# [Request]
Please show every line of the entries below that contains the word "bridge", copying each one in full.

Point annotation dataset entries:
-*-

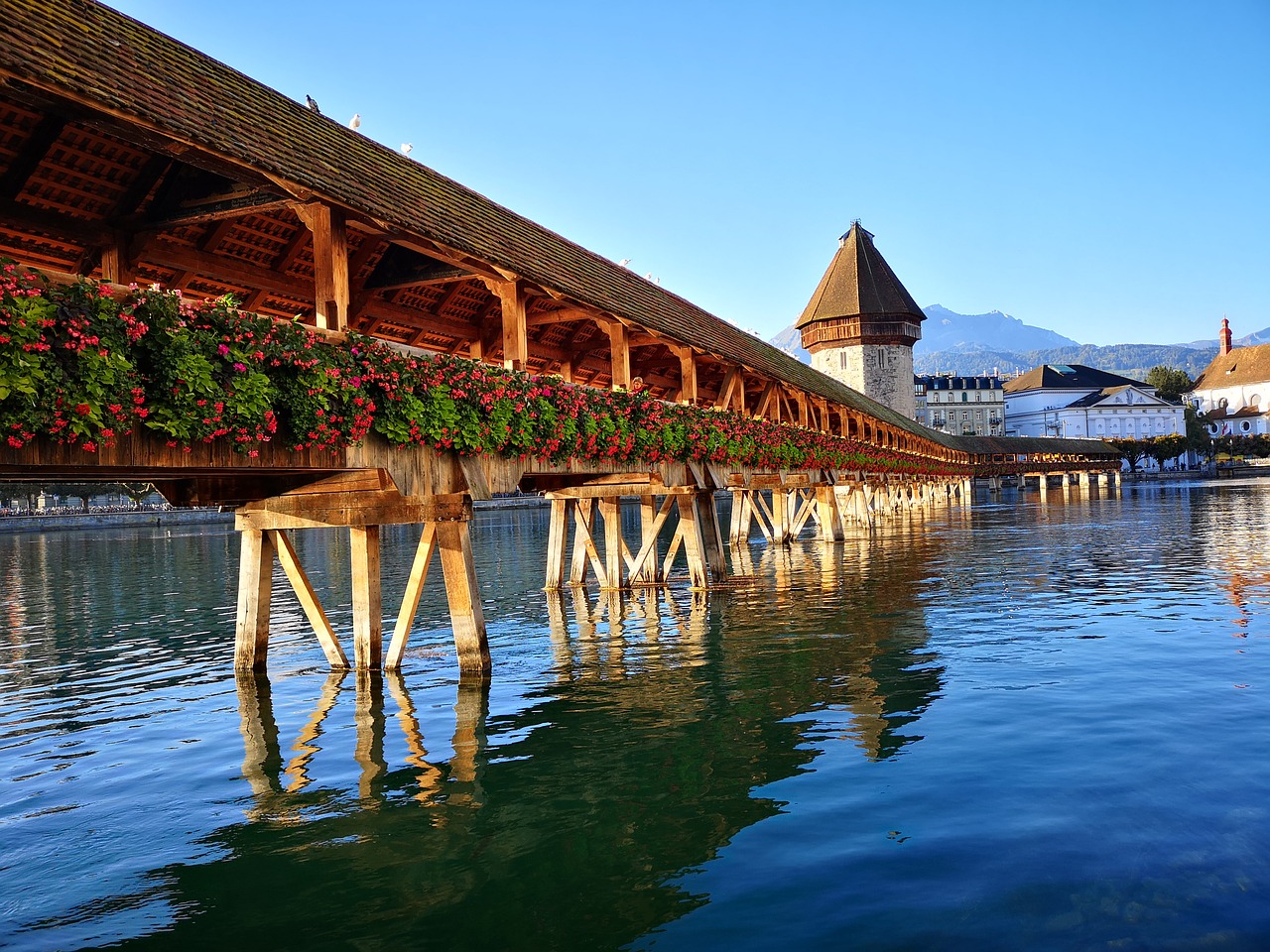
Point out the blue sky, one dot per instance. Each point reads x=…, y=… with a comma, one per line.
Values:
x=1100, y=169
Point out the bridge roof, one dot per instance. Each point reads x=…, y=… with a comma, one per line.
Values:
x=136, y=76
x=1065, y=445
x=858, y=282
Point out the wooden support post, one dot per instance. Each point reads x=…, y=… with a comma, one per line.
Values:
x=411, y=598
x=367, y=599
x=453, y=539
x=516, y=340
x=711, y=536
x=694, y=544
x=330, y=263
x=116, y=267
x=255, y=590
x=645, y=572
x=688, y=377
x=738, y=534
x=619, y=344
x=308, y=598
x=583, y=544
x=558, y=540
x=615, y=566
x=826, y=511
x=780, y=517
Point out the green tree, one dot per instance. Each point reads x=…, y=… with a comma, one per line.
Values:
x=1170, y=382
x=1165, y=448
x=1132, y=451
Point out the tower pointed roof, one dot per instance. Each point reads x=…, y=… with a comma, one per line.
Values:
x=858, y=282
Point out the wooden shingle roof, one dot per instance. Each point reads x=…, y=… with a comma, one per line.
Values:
x=87, y=54
x=858, y=282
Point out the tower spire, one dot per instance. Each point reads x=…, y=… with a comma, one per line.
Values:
x=861, y=324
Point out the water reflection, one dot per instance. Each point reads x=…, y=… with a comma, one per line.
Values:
x=644, y=753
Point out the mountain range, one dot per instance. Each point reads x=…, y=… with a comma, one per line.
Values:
x=969, y=344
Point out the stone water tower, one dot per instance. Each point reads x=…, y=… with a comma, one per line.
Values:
x=861, y=324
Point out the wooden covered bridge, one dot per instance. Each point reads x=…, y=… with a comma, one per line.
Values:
x=135, y=160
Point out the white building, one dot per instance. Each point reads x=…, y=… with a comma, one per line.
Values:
x=1057, y=400
x=1232, y=395
x=971, y=407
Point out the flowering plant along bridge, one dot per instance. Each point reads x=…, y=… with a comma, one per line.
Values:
x=213, y=289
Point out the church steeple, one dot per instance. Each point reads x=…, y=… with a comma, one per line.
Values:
x=861, y=324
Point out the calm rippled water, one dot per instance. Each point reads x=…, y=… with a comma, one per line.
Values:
x=1019, y=726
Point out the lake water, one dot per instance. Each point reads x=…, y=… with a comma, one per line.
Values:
x=1016, y=726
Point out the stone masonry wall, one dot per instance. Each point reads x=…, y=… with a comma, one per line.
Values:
x=883, y=372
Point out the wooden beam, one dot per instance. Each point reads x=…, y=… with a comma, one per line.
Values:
x=255, y=589
x=227, y=270
x=728, y=389
x=412, y=595
x=117, y=267
x=143, y=182
x=231, y=204
x=31, y=154
x=404, y=268
x=309, y=602
x=330, y=263
x=379, y=309
x=516, y=341
x=367, y=598
x=688, y=376
x=453, y=539
x=59, y=225
x=353, y=509
x=620, y=356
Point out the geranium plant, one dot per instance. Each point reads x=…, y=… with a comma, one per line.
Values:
x=80, y=365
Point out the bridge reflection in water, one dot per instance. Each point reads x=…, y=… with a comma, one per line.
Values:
x=647, y=748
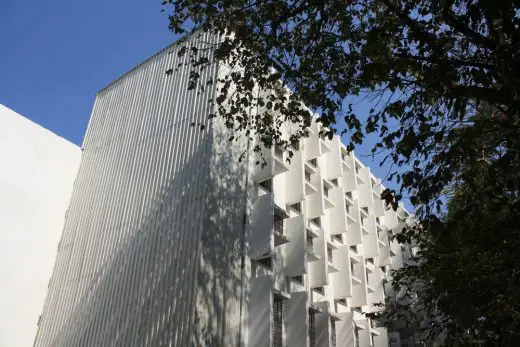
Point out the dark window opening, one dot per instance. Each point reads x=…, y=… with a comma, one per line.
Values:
x=278, y=321
x=267, y=185
x=298, y=279
x=333, y=333
x=308, y=176
x=266, y=262
x=297, y=206
x=278, y=152
x=278, y=225
x=310, y=243
x=312, y=329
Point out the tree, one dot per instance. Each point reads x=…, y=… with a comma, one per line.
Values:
x=442, y=74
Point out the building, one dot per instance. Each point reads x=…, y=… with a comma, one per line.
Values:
x=38, y=171
x=170, y=240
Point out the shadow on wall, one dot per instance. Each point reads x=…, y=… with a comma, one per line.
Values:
x=177, y=279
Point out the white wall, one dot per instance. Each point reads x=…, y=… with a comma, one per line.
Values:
x=36, y=178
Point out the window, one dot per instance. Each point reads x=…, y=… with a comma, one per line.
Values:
x=267, y=185
x=298, y=279
x=332, y=333
x=278, y=152
x=278, y=225
x=308, y=176
x=310, y=243
x=278, y=321
x=319, y=290
x=312, y=329
x=329, y=255
x=266, y=262
x=297, y=206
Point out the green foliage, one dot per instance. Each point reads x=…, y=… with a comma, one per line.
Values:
x=443, y=75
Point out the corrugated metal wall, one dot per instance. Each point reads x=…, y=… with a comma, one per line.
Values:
x=139, y=261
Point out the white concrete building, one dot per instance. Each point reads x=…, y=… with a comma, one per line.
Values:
x=36, y=179
x=170, y=240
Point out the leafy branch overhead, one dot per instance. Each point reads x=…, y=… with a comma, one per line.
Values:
x=431, y=65
x=443, y=78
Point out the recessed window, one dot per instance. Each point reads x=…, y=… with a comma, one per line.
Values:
x=278, y=321
x=298, y=279
x=266, y=262
x=297, y=206
x=316, y=221
x=267, y=185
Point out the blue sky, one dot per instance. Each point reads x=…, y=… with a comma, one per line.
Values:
x=55, y=55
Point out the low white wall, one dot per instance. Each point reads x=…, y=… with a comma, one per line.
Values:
x=36, y=178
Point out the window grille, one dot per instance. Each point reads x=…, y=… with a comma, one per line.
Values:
x=333, y=333
x=312, y=329
x=277, y=321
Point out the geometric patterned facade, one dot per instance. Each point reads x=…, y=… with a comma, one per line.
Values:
x=170, y=240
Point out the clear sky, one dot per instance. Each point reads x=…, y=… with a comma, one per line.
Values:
x=55, y=55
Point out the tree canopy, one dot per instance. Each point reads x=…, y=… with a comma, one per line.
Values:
x=443, y=75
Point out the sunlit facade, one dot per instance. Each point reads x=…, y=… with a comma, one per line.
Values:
x=171, y=240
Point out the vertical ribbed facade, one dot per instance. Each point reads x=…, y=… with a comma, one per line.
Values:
x=170, y=240
x=133, y=255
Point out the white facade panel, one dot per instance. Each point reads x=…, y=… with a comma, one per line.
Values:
x=36, y=181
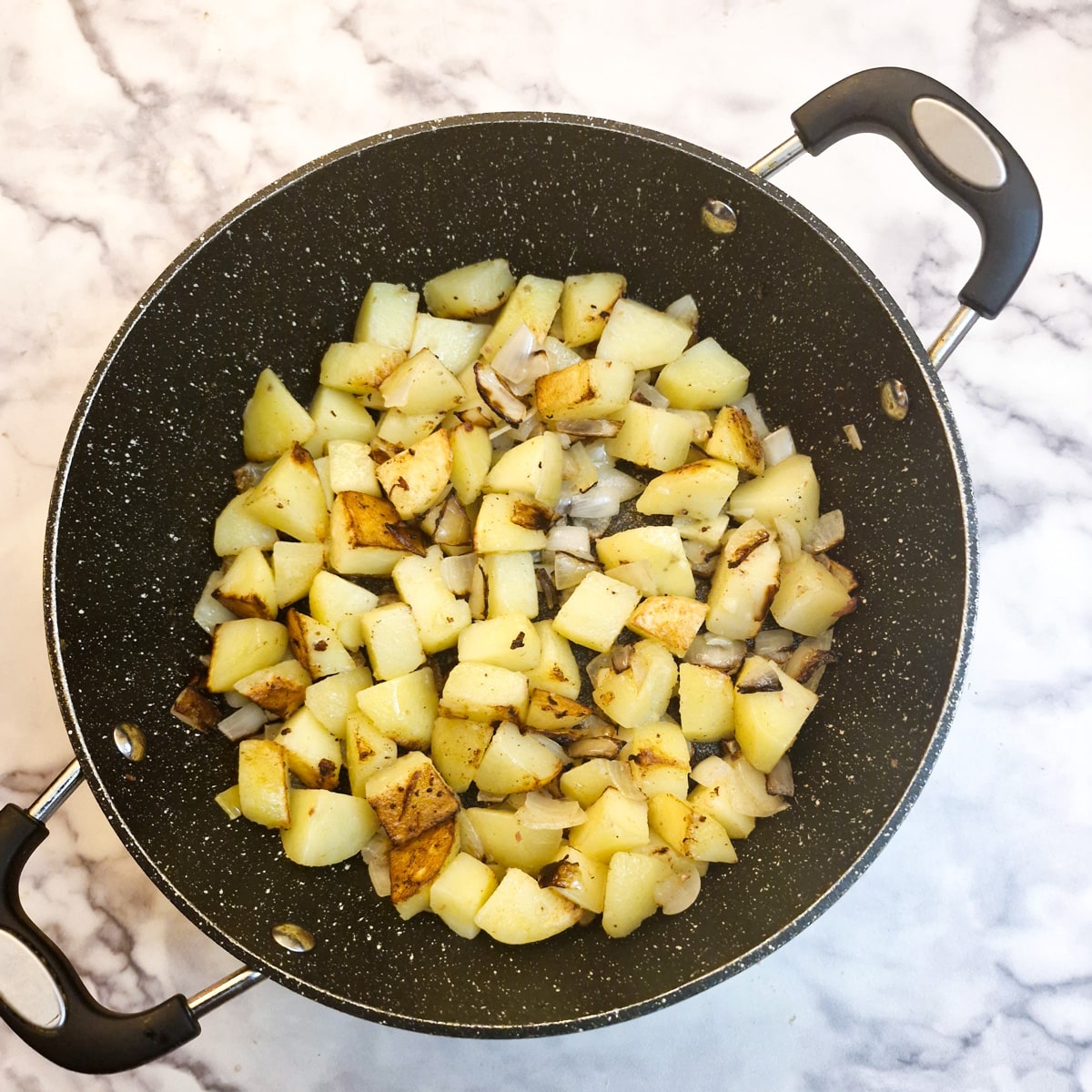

-*-

# [Task answer]
Point out the bridge roof, one dot per instance. Each point reads x=…, y=… with a comma, one per line.
Point out the wooden covered bridge, one dot per instance. Each point reads x=…, y=… with a comma, one per line.
Point out the flowering plant along bridge, one dot per instance. Each point reads x=…, y=… with a comma, one per line.
Point out the bridge reflection in water, one dot per instance. Each point reads x=…, y=… with a comma, one per line.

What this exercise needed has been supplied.